Posted by on August 6, 2013

7/18/13

My parents are putting down their first cat tomorrow. She’s 19 years old, has withered hips, arthritic back feet so bad she has to walk flat-footed rather than on her toes, and the worst disposition of any cat I’ve ever seen. No one but Mom has ever been able to pet her any where but squarely down the spine. And then only for just so long before she turns, hisses, swats and nips at you to let you know that’s enough. Frankly, she’s a bitch and always has been. To everyone but Mom, that is.

We got her when Dad was deployed to Haiti during what the troops ironically referred to as the “Haitian Vacation.” We made sure not to tell him about the addition to our household of the runt of the litter of barn cats at the local stable where my sister went to take horse riding lessons. He came home to find a bundle of black and white fur slinking its way down the hallway to which he bellowed “There’s a cat in here!” It was as funny as we hoped it would be.

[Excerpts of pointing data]
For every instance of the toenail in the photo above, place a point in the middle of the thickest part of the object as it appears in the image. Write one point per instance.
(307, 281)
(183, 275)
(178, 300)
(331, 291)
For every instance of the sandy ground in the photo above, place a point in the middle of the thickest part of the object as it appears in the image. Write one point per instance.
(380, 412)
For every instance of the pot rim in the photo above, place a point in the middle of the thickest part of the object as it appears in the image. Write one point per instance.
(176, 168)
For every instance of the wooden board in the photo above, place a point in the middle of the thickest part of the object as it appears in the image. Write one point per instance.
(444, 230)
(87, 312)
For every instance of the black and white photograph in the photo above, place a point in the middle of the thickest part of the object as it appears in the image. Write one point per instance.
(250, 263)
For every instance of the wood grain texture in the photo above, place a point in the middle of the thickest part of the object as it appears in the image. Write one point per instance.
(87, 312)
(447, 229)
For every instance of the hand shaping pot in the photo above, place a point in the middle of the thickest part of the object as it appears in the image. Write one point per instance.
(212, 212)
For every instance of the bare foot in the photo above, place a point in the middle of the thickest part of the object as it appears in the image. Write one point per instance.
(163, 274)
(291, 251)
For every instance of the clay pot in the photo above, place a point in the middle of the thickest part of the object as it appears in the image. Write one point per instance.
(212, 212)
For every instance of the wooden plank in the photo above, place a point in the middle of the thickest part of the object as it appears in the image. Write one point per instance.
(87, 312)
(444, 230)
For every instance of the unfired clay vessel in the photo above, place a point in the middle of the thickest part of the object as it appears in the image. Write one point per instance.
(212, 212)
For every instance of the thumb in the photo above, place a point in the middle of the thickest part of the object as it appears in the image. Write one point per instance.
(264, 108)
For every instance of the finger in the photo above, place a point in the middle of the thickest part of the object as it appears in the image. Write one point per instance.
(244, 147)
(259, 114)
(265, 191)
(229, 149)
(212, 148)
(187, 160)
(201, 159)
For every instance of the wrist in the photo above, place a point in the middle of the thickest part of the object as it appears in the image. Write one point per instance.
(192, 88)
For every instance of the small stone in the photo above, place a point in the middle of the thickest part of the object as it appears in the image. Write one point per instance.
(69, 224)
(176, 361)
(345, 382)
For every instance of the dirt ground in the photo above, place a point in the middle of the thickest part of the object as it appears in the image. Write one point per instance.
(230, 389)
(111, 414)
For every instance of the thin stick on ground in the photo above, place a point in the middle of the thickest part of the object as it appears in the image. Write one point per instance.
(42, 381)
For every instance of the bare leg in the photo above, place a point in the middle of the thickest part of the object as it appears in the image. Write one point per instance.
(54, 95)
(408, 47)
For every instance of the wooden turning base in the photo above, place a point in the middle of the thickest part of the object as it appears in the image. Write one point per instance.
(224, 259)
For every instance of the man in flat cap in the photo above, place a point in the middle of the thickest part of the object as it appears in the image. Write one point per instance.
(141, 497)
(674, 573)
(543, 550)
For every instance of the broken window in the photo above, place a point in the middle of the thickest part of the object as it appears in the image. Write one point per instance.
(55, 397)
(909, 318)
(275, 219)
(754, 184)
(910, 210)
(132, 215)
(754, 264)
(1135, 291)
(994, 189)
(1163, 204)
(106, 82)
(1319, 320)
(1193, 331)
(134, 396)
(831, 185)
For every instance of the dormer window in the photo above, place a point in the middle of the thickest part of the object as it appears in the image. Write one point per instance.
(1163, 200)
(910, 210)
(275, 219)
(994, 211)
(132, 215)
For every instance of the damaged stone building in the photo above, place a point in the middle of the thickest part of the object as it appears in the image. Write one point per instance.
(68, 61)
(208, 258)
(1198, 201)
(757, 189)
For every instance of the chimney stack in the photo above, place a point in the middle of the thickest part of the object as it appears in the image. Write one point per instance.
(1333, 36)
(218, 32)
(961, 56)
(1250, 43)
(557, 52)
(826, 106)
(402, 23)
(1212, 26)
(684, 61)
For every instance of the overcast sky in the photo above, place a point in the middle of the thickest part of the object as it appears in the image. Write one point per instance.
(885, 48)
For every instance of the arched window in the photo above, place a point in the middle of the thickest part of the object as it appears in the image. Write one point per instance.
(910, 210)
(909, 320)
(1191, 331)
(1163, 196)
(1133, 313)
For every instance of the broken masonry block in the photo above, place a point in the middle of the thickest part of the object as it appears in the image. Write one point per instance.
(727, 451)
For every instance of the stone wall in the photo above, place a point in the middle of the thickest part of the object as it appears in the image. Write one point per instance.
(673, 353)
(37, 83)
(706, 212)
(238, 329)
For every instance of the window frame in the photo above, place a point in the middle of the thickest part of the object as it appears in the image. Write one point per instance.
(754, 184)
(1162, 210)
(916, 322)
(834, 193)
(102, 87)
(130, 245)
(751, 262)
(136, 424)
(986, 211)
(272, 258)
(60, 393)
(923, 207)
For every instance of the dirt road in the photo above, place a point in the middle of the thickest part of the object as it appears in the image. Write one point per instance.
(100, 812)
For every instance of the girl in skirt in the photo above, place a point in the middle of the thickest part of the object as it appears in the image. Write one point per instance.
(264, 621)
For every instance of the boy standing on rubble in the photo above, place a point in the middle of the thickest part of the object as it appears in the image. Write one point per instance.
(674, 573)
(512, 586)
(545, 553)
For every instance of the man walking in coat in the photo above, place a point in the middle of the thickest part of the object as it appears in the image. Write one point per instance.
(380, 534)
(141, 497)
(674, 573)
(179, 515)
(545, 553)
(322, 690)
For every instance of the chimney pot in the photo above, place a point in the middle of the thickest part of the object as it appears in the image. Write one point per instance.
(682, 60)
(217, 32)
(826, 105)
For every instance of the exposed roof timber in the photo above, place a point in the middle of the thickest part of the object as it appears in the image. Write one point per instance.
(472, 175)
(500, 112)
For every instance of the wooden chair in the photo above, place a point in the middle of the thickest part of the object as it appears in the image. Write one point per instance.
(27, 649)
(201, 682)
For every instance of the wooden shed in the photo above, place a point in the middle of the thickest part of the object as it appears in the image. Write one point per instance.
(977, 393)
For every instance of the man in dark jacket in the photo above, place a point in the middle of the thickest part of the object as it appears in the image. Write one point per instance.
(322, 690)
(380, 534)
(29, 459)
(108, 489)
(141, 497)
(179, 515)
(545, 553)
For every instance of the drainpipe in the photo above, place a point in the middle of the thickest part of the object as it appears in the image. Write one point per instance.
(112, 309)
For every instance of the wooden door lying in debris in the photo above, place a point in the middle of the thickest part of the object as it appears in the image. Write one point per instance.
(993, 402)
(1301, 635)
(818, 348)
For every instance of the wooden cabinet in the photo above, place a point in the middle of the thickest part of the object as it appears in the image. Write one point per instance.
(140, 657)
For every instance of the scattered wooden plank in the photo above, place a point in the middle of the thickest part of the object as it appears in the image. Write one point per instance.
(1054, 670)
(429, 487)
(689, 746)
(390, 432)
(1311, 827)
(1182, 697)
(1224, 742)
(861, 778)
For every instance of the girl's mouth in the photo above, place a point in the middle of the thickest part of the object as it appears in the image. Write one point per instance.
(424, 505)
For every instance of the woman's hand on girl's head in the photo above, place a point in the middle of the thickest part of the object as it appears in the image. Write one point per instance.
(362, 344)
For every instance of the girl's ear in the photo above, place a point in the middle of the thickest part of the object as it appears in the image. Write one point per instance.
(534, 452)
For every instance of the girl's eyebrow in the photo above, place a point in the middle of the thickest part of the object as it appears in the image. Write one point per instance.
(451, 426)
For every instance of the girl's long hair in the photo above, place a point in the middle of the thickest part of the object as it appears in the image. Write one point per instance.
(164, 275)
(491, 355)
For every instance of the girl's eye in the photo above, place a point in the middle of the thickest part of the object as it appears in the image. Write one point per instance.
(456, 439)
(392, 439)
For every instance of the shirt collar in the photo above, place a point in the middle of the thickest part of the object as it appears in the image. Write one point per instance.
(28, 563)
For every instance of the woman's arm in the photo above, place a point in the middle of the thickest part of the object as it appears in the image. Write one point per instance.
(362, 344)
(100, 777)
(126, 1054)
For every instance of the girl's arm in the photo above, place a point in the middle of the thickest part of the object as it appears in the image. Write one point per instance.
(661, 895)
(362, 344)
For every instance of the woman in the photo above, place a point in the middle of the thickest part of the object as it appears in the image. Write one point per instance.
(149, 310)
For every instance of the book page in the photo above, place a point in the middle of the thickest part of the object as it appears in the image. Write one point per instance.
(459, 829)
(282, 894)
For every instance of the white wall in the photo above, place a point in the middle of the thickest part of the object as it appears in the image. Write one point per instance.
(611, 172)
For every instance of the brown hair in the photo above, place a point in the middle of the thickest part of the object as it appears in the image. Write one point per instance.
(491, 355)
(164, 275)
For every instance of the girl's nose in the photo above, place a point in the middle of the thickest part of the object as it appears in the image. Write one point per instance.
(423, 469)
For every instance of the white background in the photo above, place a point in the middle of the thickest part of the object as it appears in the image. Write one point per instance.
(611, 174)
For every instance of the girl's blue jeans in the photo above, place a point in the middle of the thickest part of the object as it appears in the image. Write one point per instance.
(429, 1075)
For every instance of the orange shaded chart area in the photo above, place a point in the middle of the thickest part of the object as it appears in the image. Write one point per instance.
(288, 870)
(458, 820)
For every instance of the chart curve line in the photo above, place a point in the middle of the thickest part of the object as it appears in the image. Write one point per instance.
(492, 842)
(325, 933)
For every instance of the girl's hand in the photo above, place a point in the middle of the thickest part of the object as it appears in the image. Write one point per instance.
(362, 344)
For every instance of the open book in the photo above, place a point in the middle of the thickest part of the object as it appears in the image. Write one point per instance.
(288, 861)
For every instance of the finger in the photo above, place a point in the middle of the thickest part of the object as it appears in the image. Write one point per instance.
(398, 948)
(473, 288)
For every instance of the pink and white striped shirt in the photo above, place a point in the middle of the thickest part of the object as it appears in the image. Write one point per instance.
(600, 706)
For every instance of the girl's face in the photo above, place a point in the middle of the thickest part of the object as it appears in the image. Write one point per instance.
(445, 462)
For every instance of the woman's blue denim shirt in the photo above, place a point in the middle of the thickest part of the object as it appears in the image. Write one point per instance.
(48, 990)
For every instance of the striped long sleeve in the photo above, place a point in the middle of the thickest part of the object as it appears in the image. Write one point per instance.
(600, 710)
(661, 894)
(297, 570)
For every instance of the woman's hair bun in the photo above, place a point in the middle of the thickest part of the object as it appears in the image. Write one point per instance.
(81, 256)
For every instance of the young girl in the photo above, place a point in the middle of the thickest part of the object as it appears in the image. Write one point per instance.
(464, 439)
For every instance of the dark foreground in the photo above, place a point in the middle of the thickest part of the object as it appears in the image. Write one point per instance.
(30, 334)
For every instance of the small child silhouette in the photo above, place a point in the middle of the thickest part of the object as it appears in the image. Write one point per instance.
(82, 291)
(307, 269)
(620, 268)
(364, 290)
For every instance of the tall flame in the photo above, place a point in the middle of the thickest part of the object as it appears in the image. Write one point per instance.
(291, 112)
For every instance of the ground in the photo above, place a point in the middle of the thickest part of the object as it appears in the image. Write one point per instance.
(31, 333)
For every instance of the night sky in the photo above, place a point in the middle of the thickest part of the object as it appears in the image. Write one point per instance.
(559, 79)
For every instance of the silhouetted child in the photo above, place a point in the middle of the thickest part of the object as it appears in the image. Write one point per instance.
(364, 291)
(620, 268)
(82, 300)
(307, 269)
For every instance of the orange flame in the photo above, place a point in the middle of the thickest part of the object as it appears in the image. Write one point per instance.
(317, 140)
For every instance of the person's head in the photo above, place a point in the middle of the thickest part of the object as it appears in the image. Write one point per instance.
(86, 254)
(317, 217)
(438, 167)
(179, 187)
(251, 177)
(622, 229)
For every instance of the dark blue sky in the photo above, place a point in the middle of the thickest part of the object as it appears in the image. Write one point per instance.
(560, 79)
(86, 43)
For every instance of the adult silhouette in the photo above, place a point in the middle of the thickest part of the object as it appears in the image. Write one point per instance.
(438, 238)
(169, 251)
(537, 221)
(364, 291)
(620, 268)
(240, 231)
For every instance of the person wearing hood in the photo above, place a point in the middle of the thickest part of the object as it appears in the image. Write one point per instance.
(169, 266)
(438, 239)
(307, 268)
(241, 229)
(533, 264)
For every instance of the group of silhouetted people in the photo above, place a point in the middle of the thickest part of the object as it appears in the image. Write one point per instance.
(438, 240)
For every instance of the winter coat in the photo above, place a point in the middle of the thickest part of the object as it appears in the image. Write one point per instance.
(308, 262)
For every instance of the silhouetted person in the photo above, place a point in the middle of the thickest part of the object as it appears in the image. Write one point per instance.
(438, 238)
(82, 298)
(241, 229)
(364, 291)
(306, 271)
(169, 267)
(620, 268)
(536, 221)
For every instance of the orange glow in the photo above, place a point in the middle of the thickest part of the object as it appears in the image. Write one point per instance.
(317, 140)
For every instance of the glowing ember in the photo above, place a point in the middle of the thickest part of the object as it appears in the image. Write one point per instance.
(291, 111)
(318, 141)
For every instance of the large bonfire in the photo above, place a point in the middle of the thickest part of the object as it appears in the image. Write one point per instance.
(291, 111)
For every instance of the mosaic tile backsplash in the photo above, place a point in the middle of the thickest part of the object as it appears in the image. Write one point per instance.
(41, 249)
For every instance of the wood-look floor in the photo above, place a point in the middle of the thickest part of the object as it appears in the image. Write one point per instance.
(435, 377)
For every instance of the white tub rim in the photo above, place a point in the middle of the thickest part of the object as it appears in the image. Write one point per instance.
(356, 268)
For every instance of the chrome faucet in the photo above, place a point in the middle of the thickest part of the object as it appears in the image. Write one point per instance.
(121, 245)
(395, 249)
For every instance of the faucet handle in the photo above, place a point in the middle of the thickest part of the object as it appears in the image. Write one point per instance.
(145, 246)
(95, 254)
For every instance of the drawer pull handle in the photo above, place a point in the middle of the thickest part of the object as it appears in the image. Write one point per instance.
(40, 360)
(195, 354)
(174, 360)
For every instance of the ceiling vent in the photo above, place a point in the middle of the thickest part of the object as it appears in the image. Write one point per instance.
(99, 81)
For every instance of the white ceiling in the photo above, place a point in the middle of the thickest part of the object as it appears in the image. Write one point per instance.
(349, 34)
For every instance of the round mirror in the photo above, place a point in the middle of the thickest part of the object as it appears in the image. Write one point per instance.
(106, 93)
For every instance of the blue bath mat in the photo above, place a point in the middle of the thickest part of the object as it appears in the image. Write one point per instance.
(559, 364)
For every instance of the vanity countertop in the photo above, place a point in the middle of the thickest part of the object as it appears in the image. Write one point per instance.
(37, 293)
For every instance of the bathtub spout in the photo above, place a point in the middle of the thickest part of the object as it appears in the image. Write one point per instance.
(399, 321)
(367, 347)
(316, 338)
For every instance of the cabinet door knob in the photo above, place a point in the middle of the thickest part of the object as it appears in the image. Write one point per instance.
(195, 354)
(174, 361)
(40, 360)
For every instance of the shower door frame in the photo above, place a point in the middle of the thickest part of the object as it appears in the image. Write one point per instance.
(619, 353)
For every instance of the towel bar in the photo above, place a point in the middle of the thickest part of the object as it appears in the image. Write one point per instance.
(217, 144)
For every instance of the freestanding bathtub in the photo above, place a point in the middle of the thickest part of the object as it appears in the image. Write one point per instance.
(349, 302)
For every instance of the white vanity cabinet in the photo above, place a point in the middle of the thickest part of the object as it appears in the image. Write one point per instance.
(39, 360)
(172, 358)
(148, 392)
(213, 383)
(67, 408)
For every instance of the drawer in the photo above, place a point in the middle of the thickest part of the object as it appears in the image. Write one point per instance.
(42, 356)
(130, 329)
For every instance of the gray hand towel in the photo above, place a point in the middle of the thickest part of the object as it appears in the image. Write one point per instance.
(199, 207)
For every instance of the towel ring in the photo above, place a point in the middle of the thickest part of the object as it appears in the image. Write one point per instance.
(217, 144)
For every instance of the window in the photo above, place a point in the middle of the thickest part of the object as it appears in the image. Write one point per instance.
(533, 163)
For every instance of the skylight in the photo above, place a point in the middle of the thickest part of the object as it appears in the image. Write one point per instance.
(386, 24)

◆ **TO-DO LIST**
**A.** In the cat post, why does the cat have to walk flat-footed instead of on her toes? Answer in one to three sentences.
**B.** Decide whether each statement agrees with the cat post, answering yes or no and quoting the deciding words of the post. (i) The cat is 19 years old. (ii) Dad was the only one who could pet the cat anywhere she liked. (iii) The cat was the runt of a litter of barn cats at a stable.
**C.** Transcribe the part of the cat post that opens with the words containing "My parents are" and closes with "Mom, that is.".
Work only from the cat post.

◆ **PER-TASK OUTPUTS**
**A.** She has to walk flat-footed because her arthritis in her back feet is so bad.

**B.**
(i) Yes: "She’s 19 years old"
(ii) No: "No one but Mom has ever been able to pet her any where but squarely down the spine."
(iii) Yes: "the runt of the litter of barn cats at the local stable"

**C.**
My parents are putting down their first cat tomorrow. She’s 19 years old, has withered hips, arthritic back feet so bad she has to walk flat-footed rather than on her toes, and the worst disposition of any cat I’ve ever seen. No one but Mom has ever been able to pet her any where but squarely down the spine. And then only for just so long before she turns, hisses, swats and nips at you to let you know that’s enough. Frankly, she’s a bitch and always has been. To everyone but Mom, that is.